Çıkarılan Metin:
------------------------------------------------------------------------

23 cezaevinde bin 275 ihlal

  • İHD, Marmara ve diğer bölgelerde bulunan 23 cezaevinde üç ay içerisinde bin 275 ihlal yaşandığını, Öcalan ile görüşmek için yapılan 29 başvurunun ise yanıtsız kaldığını açıkladı.

 

İnsan Hakları Derneği (İHD) İstanbul Şubesi Hapishaneler Komisyonu, Marmara Bölgesi’nin yanı sıra çeşitli bölgelerdeki cezaevlerinde yaşanan ihlallere dair 2022 Temmuz-Ağustos-Eylül aylarını kapsayan üç aylık “Marmara Bölgesi Hapishaneleri Hak İhlalleri Raporu”nu dernek binasında yaptığı basın toplantısıyla açıkladı. Toplantıya, İHD Hapishaneler Komisyonu üyeleri Meral Nergiz Şahin, Ümmühan Kaya ile Sözcü Mehmet Acettin, İHD İstanbul Şubesi Başkanı Gülseren Yoleri’nin yanı sıra Tutsaklarla Dayanışma İnisiyatifi (TDİ) üyeleri de katıldı. 

Tutsakların gönderdiği faks ve mektupların yanı sıra aileleri ve avukatları aracılığıyla yaptığı başvurular ile basın taraması yoluyla oluşturulan raporda, Maltepe L Tipi Kapalı Cezaevi, Edirne F Tipi Kapalı Cezaevi, Bakırköy Kadın Kapalı Cezaevi, Metris R Tipi Kapalı Cezaevi, Tekirdağ 1 ve 2 Nolu F Tipi Kapalı Cezaevi, Kandıra F Tipi Kapalı Cezaevi, Marmara Kampüs Cezaevi (Silivri), Van T Tipi Kapalı Cezaevi, Gebze Kadın Kapalı Cezaevi, Trabzon Beşikdüzü T Tipi Kapalı Cezaevi, Denizli T Tipi Kapalı Cezaevi, Aliağa Şakran 1 Nolu T Tipi Kapalı Cezaevi, Aliağa Kadın Kapalı Cezaevi, İzmir Kırıklar F Tipi Kapalı Cezaevi, Bodrum S Tipi Kapalı Cezaevi, Afyon Bolvadin T Tipi Kapalı Cezaevi, Kayseri Bünyan Kadın Kapalı Cezaevi, Antalya S Tipi Kapalı Cezaevi, Malatya E Tipi Kapalı Cezaevi, Bafra T Tipi Kapalı Cezaevi, Tarsus Kadın Kapalı Cezaevi, Siirt Cezaevi ve Sakarya L Tipi Kapalı Cezaevi olmak üzere toplam 23 cezaevinden gelen başvurular yer aldı.

------------------------------------------------------------------------

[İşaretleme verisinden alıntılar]
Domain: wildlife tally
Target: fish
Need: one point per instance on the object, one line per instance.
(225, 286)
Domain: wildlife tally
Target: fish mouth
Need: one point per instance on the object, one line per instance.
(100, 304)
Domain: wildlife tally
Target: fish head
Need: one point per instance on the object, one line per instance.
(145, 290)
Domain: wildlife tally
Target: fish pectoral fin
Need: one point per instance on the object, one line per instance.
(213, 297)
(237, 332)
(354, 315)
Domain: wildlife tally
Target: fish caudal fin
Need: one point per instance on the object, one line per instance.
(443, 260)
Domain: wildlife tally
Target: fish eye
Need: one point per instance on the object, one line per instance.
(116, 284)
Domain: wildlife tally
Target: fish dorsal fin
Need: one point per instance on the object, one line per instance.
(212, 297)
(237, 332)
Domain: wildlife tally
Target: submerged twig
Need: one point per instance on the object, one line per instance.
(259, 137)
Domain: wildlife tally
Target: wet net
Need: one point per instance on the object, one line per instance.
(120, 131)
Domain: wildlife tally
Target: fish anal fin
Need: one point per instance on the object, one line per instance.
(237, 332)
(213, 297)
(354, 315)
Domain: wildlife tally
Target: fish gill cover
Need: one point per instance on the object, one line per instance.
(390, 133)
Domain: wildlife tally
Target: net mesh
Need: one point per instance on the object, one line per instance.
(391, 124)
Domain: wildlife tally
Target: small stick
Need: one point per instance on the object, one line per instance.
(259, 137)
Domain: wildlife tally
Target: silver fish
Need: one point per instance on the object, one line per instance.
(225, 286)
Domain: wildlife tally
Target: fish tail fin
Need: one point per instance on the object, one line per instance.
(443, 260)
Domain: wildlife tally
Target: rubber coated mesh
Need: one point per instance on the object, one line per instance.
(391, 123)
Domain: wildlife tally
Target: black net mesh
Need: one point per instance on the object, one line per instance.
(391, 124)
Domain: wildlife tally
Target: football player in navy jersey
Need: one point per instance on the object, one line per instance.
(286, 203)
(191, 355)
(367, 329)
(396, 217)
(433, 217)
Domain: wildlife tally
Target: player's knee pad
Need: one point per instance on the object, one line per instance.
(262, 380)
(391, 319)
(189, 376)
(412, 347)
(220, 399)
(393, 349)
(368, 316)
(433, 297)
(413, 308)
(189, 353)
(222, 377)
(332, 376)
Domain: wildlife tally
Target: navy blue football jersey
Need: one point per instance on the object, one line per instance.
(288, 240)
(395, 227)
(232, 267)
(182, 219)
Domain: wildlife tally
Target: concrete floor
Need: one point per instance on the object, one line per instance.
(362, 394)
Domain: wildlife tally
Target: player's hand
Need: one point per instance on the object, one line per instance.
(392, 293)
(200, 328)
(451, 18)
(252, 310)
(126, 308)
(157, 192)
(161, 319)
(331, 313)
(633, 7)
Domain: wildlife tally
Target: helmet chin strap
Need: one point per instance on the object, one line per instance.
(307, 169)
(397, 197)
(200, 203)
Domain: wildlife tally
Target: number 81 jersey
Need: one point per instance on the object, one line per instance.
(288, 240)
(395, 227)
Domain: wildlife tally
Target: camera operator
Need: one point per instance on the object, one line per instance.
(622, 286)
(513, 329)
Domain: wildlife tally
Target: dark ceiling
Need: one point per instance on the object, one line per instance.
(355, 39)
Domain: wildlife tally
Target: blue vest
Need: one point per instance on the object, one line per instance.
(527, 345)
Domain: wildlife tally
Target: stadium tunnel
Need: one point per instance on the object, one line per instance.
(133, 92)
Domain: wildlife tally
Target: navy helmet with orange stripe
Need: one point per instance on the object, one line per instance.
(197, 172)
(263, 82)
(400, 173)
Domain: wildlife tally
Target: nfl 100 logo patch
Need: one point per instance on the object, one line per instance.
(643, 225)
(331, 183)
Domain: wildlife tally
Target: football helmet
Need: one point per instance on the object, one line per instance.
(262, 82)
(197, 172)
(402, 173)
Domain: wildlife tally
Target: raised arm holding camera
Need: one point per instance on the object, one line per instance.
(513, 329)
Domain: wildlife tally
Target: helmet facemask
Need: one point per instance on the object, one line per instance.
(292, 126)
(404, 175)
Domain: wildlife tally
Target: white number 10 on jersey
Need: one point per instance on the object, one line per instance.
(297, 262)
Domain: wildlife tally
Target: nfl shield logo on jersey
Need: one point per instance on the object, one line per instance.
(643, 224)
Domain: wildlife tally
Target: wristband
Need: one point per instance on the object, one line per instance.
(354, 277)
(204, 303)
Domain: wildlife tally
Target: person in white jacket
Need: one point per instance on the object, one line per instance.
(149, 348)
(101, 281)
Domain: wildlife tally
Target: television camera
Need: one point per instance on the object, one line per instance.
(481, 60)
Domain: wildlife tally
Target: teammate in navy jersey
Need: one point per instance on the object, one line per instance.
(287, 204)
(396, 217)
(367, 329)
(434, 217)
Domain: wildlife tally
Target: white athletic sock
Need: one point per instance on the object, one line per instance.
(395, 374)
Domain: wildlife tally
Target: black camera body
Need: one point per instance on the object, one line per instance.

------------------------------------------------------------------------

Çıkarılan metinde "İnsan Hakları Derneği (İHD) İstanbul Şubesi" sözleriyle başlayan paragrafı, ana bilgilerini koruyarak madde işaretli bir liste hâlinde yeniden yazın. Görevleri yalnızca çıkarılan metne dayanarak yapın.

- Açıklayan: İHD İstanbul Şubesi Hapishaneler Komisyonu
- Rapor: "Marmara Bölgesi Hapishaneleri Hak İhlalleri Raporu"
- Kapsam: Marmara Bölgesi ve çeşitli bölgelerdeki cezaevlerinde yaşanan ihlaller
- Dönem: 2022 yılının Temmuz, Ağustos ve Eylül aylarını kapsayan üç ay
- Açıklama biçimi: Dernek binasında düzenlenen basın toplantısı
- Katılanlar: İHD Hapishaneler Komisyonu üyeleri Meral Nergiz Şahin ve Ümmühan Kaya, Sözcü Mehmet Acettin, İHD İstanbul Şubesi Başkanı Gülseren Yoleri ve Tutsaklarla Dayanışma İnisiyatifi (TDİ) üyeleri